--- begin RECORDS SHOWN ---

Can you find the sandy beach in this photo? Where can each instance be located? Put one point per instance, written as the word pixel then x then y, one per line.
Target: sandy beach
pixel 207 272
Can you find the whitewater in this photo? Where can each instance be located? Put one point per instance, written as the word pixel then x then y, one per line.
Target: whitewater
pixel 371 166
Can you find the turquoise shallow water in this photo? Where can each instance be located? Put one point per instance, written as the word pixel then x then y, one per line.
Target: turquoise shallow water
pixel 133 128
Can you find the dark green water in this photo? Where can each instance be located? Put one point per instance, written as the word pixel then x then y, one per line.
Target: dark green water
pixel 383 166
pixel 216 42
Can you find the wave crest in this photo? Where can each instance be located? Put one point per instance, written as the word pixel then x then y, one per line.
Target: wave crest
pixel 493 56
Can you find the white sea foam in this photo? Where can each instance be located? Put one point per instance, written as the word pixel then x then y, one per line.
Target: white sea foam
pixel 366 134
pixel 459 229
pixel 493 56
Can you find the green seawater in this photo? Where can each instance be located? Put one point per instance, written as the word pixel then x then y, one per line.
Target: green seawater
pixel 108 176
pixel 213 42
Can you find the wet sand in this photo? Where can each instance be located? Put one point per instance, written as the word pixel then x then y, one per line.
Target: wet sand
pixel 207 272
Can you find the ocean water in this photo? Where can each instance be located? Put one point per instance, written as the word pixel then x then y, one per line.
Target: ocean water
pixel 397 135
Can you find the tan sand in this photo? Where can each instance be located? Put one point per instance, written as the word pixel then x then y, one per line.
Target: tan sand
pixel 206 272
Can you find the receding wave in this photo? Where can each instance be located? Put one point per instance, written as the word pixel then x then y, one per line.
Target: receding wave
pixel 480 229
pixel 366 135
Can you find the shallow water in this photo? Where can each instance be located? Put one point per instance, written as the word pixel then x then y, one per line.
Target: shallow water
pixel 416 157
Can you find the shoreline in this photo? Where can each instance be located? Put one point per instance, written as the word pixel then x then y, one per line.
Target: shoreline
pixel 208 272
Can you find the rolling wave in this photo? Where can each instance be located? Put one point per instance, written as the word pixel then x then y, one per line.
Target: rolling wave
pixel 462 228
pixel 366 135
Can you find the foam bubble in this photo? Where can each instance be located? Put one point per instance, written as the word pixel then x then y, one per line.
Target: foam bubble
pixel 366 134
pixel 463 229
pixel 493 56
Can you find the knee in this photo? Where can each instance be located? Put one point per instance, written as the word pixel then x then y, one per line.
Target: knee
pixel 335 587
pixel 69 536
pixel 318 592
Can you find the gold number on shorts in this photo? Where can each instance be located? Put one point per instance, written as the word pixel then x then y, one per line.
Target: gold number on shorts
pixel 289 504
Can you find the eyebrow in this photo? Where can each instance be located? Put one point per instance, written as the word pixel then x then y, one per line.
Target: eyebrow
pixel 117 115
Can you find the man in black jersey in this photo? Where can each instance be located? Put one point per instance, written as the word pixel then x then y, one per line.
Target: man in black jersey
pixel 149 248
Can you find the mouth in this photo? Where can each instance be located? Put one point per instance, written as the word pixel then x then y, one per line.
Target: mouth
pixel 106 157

--- end RECORDS SHOWN ---

## WHAT NEEDS TO BE DONE
Repeat every one of these records word for word.

## EXERCISE SOLUTION
Can you find the sandy beach in this photo? Where can each instance be located? Put one point per instance, written as the word pixel then x then y, one per line.
Target: sandy beach
pixel 207 272
Can you find the whitewater in this photo? Where can each instance be located? Put one point per instance, written as the word pixel then x then y, one per line.
Target: whitewater
pixel 371 166
Can you find the turquoise shallow water in this photo? Where can each instance be located? Put one point per instance, written as the word pixel then x then y, one per line.
Target: turquoise shallow water
pixel 133 128
Can you find the dark green water in this photo? Where can each instance be located? Put one point per instance, written as the word pixel then x then y, one per line.
Target: dark green water
pixel 383 166
pixel 216 42
Can you find the wave crest in this photo? Where can each instance be located? Put one point per instance, written as the word pixel then x then y, one per line.
Target: wave crest
pixel 493 56
Can you find the white sea foam in this photo? Where can each instance be located? Put one point per instance, written as the word pixel then x then y, one per line.
Target: white sea foam
pixel 366 134
pixel 459 229
pixel 493 56
Can you find the green seawater in this photo? Where can each instance be located? Put one point per instance, written as the word pixel then x then y, one per line.
Target: green seawater
pixel 108 176
pixel 213 42
Can you find the wet sand in this photo? Where can each instance be located? Put one point per instance, written as the word pixel then x then y, one per line.
Target: wet sand
pixel 207 272
Can you find the ocean water in this photo? Where can each instance be located? Put one point per instance, written as the word pixel then x then y, one per line.
Target: ocean water
pixel 397 135
Can you find the tan sand in this photo? Where can each instance be located? Put one point per instance, written as the word pixel then x then y, one per line.
Target: tan sand
pixel 206 272
Can you find the receding wave in this photo? Where can each instance be located? Put one point per instance, written as the word pixel then x then y, one per line.
Target: receding wave
pixel 480 229
pixel 366 135
Can you find the shallow water in this photo? Where can each instance be located? Put one point per instance, written as the word pixel then x then y, one per line.
Target: shallow water
pixel 416 157
Can you find the shoreline in this photo? Where can each instance be located? Put one point per instance, written as the word pixel then x then y, one per line.
Target: shoreline
pixel 208 272
Can you find the rolling wave in this photo? Where can each instance be located? Put one point per instance, written as the word pixel then x then y, one per line.
Target: rolling wave
pixel 462 228
pixel 366 135
Can you find the foam bubble in this photo? Where can each instance be located? Put one point per instance, written as the word pixel then x then y, one per line.
Target: foam bubble
pixel 366 134
pixel 463 229
pixel 493 56
Can you find the knee in this photo? Where can each instance be located? Put one point per instance, written as the word pixel then x then y, one per line.
Target: knee
pixel 335 587
pixel 69 536
pixel 318 592
Can you find the gold number on shorts in this photo? Where can each instance be located? Put one point per instance, written as the word pixel then x then y, one per line.
Target: gold number on shorts
pixel 289 504
Can you find the eyebrow in this photo? Where can each instance be located? Put one point per instance, written as the word pixel then x then y, one per line.
Target: eyebrow
pixel 117 115
Can you find the man in black jersey in this photo? Where can each instance be located? Put one point per instance, written as the word pixel then x then y, one per line.
Target: man in black jersey
pixel 149 248
Can you find the mouth in this photo? Where can each instance be located? Put one point per instance, written as the word pixel then x then y, one per line.
Target: mouth
pixel 106 157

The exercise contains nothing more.